◆ **Instructions for the task**
Rewrite the records from their start through the line containing "point(138, 284)", changing "dry grass patch" to "withered grass patch" and leaving all else unchanged.

★ ★ ★

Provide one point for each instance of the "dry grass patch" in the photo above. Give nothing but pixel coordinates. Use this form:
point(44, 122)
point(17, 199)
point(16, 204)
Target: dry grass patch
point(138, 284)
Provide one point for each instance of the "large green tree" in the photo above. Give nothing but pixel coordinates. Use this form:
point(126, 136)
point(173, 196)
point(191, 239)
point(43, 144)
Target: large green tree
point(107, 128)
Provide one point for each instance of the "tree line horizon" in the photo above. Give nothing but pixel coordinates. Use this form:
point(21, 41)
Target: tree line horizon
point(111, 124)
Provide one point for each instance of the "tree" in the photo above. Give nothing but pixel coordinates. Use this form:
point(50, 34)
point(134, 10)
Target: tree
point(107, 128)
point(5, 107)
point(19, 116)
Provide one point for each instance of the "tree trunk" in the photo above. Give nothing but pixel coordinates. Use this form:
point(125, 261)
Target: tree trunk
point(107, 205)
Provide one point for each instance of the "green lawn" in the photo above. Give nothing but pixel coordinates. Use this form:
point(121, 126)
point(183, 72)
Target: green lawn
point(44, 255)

★ ★ ★

◆ **Task output**
Provide one point for each instance of the "withered grass patch" in the photo above. Give nothing but pixel coordinates. Use this form:
point(44, 122)
point(17, 199)
point(16, 204)
Target: withered grass patch
point(138, 284)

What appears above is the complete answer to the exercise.